TEXTE SOURCE ->
◆ ◆ ◆ ◆ ◆ ◆ ◆
Le mariage signe du don du Christ pour l’Église


Comme nous l’avons vu dans l’Ancien Testament, Dieu prend la figure de l’époux. Jésus vient accomplir cette image nuptiale avec un relief particulier pour nous faire entrer dans le mystère de l’Église. Jean le Baptiste annonce : « qui a l’épouse est l’époux » (Jn 3,29). Le Christ nous parle du royaume des cieux en le comparant à un banquet de noces (Mt 22,1-14) ou à ces vierges qui attendent l’époux (Mt 25,1). Cette alliance entre Dieu et l’humanité s’accomplit dans le don du Christ pour son Église (Ep 5,21-33).

21 Soyez soumis les uns aux autres dans la crainte du Christ.
22 Que les femmes le soient à leurs maris comme au Seigneur :
23 en effet, le mari est chef de sa femme, comme le Christ est chef de l’Église, lui le sauveur du Corps ;
24 or l’Église se soumet au Christ ; les femmes doivent donc, et de la même manière, se soumettre en tout à leurs maris.
25 Maris, aimez vos femmes comme le Christ a aimé l’Église : il s’est livré pour elle,
26 afin de la sanctifier en la purifiant par le bain d’eau qu’une parole accompagne ;
27 car il voulait se la présenter à lui-même toute resplendissante, sans tache ni ride ni rien de tel, mais sainte et immaculée.
28 De la même façon les maris doivent aimer leurs femmes comme leurs propres corps. Aimer sa femme, c’est s’aimer soi-même.
29 Car nul n’a jamais haï sa propre chair ; on la nourrit au contraire et on en prend bien soin. C’est justement ce que le Christ fait pour l’Église
30 ne sommes-nous pas les membres de son Corps ?
31 Voici donc que l’homme quittera son père et sa mère pour s’attacher à sa femme, et les deux ne feront qu’une seule chair
32 ce mystère est de grande portée ; je veux dire qu’il s’applique au Christ et à l’Église.
◆ ◆ ◆ ◆ ◆ ◆ ◆
ENTRÉES ->
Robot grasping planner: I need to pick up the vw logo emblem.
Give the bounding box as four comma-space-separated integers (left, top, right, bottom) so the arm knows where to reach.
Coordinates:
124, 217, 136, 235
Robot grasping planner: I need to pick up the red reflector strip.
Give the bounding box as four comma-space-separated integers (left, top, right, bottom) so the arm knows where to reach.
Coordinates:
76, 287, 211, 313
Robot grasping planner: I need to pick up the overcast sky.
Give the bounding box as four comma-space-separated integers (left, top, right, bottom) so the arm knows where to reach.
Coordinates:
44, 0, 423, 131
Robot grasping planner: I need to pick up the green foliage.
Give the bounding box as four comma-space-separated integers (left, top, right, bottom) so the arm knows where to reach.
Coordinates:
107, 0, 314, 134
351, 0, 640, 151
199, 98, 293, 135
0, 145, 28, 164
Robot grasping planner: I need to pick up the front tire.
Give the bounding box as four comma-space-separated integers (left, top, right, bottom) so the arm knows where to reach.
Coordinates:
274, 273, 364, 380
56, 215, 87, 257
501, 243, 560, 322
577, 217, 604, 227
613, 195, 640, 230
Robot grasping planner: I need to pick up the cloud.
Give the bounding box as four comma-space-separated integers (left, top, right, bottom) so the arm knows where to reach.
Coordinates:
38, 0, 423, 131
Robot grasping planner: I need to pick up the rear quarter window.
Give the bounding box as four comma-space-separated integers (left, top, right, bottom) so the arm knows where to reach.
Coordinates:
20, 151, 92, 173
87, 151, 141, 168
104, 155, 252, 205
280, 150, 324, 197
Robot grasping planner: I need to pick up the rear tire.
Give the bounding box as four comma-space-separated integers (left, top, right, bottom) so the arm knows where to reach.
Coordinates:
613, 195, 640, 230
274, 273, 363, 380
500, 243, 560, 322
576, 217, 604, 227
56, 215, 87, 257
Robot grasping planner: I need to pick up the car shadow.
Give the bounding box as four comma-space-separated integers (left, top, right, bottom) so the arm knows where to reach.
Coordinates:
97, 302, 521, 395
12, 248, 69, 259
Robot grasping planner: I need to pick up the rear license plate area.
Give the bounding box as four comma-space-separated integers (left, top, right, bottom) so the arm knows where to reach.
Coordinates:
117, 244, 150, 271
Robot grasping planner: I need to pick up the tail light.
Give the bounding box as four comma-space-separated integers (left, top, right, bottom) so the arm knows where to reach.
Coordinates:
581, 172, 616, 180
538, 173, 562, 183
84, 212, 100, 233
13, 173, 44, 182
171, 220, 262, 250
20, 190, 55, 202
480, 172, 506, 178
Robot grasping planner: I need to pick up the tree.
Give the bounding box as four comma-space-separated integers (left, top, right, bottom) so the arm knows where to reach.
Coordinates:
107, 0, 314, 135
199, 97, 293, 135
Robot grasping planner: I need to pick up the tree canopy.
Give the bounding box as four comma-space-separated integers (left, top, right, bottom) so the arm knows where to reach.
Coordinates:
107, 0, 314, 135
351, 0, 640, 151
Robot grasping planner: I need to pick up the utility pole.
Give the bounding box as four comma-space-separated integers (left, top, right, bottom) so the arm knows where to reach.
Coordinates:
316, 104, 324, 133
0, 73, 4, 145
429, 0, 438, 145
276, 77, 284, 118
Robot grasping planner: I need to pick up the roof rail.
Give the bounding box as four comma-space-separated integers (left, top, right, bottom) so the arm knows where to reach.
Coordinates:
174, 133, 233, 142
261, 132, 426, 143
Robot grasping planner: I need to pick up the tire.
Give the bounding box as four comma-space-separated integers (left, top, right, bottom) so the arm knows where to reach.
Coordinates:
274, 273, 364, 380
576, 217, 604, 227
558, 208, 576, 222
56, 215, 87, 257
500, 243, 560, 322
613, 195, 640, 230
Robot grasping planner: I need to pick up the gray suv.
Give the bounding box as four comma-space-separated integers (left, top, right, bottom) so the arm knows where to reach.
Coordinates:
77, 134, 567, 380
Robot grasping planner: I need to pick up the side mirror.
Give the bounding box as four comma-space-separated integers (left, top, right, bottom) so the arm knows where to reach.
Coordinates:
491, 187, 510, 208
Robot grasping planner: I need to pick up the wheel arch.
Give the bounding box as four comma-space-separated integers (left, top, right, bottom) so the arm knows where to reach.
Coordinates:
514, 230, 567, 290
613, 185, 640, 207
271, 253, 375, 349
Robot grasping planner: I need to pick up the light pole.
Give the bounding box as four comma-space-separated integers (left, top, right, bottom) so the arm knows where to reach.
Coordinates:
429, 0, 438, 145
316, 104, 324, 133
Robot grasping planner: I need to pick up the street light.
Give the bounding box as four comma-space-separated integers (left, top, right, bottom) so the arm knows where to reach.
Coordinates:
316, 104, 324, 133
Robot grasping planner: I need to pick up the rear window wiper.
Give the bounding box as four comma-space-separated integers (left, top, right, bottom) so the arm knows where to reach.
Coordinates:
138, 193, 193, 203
◆ ◆ ◆ ◆ ◆ ◆ ◆
VOTRE OBJECTIF ->
Relevez toutes les références bibliques placées entre parenthèses dans le paragraphe d'introduction du texte sur le mariage.

RÉPONSE RÉDIGÉE ->
- Jn 3,29
- Mt 22,1-14
- Mt 25,1
- Ep 5,21-33